Tarea por realizar = Según el texto sobre la poesía encontrada, ¿quién describió el doble movimiento de disociación y recomposición en un ensayo sobre los collages de Marie José?

Texto de lectura =
+ + + + +

La estación está abierta todos los días

pero los domingos y días feriados

el servicio de expediciones está cerrado

para ataúdes y urnas

funerarias

animales vivos

productos alimenticios anotados en la tarifa N.° 3

cerveza sidra zumo de peras

capullos y hojas de morera

flores recién cortadas

botes de leche vacíos

productos farmacéuticos

vino blanco dulce de ciruelas.

El servicio de expediciones está cerrado

Found poetry: poesía leída, la lectura como método de escritura. El poema hace pensar en el doble movimiento de disociación y recomposición que Yves Bonnefoy describió en su ensayo sobre los collages de Marie José. Esas piezas, armadas de referencias y guiños tanto como de objets trouvés, surgen de la exploración del desván y el mercado de pulgas, pero son también ejercicios de lectura expresados, como escribió Pere Gimferrer, “mediante artefactos que en sí mismos adquieren entidad plástica autónoma y se convierten, exentos, en turbadoras realidades líricas manifestadas”. Alberto Ruy Sánchez ha señalado con perspicacia cómo la serie dedicada a los personajes de Proust traduce el carácter de esos personajes que “no son una psicología” sino “un caleidoscopio de pasiones y relaciones” a un juego geométrico para, prodigiosamente, capturar su naturaleza esencial. Los breves poemas que Octavio Paz escribió en respuesta a algunos de esos collages parten casi siempre de una enunciación de sus componentes, juegan a no hacer sino describirlos, a hacerse eco de lo que dicen en silencio, y así muestran cómo, a fin de cuentas, son instrumentos de navegación.

Mucho más sencillo, pero no menos eficaz, es el procedimiento de esta imagen en ralentí:

Enigma

pero

por

qué

diablos

esa

vieja

dama

de

guantes

blancos

de

primera

comunión

compra

en el

drug

store

de Walnut

Street

quince

pre

ser

vativos?

+ + + + +

Información mostrada =
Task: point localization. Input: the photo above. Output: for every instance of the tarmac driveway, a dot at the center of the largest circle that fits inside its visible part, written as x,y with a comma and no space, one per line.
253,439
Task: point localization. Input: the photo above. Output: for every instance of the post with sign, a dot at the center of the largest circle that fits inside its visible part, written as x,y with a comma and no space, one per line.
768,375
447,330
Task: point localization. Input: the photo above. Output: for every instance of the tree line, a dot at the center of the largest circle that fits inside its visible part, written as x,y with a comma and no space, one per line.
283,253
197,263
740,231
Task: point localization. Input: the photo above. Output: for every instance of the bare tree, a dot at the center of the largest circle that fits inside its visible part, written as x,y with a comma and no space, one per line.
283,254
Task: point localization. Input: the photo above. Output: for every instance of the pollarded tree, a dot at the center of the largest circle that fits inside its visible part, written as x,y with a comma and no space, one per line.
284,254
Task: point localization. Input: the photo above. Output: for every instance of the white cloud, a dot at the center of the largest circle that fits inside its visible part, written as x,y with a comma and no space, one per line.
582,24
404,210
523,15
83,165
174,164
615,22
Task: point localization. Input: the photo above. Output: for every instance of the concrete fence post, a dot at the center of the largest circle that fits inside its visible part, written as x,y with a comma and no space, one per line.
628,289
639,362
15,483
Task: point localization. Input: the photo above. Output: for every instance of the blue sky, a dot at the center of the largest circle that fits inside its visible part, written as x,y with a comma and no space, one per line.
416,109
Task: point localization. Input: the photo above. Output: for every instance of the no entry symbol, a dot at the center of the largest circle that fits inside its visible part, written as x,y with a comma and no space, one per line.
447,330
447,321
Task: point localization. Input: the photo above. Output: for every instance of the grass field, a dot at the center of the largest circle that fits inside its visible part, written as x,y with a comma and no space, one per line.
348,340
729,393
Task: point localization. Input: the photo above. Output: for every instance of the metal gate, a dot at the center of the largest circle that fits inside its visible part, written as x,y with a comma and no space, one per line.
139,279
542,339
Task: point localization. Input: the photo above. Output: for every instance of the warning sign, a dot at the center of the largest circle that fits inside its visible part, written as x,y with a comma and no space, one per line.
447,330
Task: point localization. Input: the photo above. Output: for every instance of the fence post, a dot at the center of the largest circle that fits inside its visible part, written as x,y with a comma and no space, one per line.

+ + + + +

Respuesta = Yves Bonnefoy.